▶ [Material for this task]

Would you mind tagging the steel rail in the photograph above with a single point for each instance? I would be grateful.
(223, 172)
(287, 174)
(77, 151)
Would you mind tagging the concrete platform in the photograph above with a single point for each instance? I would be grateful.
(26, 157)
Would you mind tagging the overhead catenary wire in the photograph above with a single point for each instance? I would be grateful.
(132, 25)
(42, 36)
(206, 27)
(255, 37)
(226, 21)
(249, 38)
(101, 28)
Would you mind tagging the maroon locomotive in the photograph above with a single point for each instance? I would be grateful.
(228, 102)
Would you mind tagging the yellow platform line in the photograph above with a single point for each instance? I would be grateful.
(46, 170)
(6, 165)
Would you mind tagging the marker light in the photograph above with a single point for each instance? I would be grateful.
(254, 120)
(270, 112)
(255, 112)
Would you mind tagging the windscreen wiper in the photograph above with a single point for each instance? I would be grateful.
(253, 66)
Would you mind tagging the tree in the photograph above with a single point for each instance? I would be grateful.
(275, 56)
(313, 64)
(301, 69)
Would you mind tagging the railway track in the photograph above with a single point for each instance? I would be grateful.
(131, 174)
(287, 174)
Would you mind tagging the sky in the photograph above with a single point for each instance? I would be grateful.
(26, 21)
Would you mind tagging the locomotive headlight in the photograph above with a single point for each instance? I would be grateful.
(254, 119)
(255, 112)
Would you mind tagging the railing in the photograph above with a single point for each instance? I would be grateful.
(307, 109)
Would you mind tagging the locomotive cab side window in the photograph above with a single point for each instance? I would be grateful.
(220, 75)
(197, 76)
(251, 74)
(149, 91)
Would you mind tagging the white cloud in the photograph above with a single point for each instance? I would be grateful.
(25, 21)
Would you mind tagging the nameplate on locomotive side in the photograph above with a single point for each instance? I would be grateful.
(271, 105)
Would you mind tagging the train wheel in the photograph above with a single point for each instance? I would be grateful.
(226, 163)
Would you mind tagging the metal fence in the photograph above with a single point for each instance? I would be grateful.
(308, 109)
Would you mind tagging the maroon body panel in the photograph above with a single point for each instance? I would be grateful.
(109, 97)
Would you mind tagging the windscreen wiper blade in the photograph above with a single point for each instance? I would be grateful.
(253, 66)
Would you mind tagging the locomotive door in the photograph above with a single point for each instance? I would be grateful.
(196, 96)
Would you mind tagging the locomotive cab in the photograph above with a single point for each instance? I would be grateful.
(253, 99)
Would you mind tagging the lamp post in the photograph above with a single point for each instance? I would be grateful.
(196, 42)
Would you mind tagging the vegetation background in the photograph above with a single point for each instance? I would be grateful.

▶ [What to do] Return the whole of the data, character for character.

▶ [Task result]
Would you mind tagging the steel rail in the photograph above with a single point for each instance? I would be grateful.
(223, 172)
(287, 174)
(77, 151)
Would you mind tagging the concrete platform in the photograph above with a single point for each instance? I would be grateful.
(26, 157)
Would you mind tagging the overhead catenary wire in the photograph above with a single point for each instance? I would be grateful.
(132, 25)
(42, 36)
(206, 27)
(255, 37)
(226, 21)
(249, 38)
(101, 28)
Would you mind tagging the maroon locomotive in the photograph above with a single point for each instance? I would be grateful.
(228, 102)
Would you mind tagging the yellow platform line in the photograph above with a single point for each instance? I would be grateful.
(46, 170)
(6, 165)
Would you mind tagging the marker light in the photograph above with a single point for each instance? I would be grateful.
(254, 120)
(270, 112)
(255, 112)
Would you mind tagging the windscreen wiper in the photograph above with a single point for each instance? I would be grateful.
(253, 66)
Would you mind tagging the tree in the photograph above with a single point for each instance? I would be grateful.
(275, 56)
(313, 64)
(301, 69)
Would you mind tagging the railway track in the photograph above with a single point for each instance? I would be grateful.
(131, 174)
(287, 174)
Would you mind tagging the sky in the photograph above with a single point for each instance? I would be grateful.
(26, 21)
Would you mind tagging the locomotive headlight in the photograph above with a single point for each instance? I would be grateful.
(254, 119)
(255, 112)
Would you mind tagging the railing in the photograph above with a single point for each instance? I would be grateful.
(307, 109)
Would you mind tagging the locomotive cab side window in the photograph above with a single point for each instance? I would be grateful.
(220, 75)
(197, 76)
(251, 74)
(149, 91)
Would you mind tagging the white cloud in the photograph above with a single point for each instance? I would be grateful.
(25, 21)
Would you mind tagging the nameplate on locomotive side in the photograph above with a single point for each instance? I would be grateful.
(271, 105)
Would you mind tagging the train wheel in the photograph above with a single point for each instance? I would be grateful.
(226, 163)
Would you mind tagging the metal fence in the photograph above with a single point for each instance? I would be grateful.
(308, 109)
Would you mind tagging the maroon body panel in the photograph above with a single point for each instance? I would be grateful.
(109, 97)
Would you mind tagging the windscreen wiper blade in the photograph above with a single point for each instance? I would be grateful.
(253, 66)
Would you mind tagging the locomotive door in the photograph above with a single point for each instance? I would be grateful.
(196, 96)
Would you mind tagging the locomotive cab in the photograph above with a single point for each instance? I would be grateful.
(253, 99)
Would you mind tagging the lamp post in the photograph above with a single point for each instance? I would be grateful.
(196, 42)
Would you mind tagging the vegetation background in the photograph above with a single point for each instance? I would be grateful.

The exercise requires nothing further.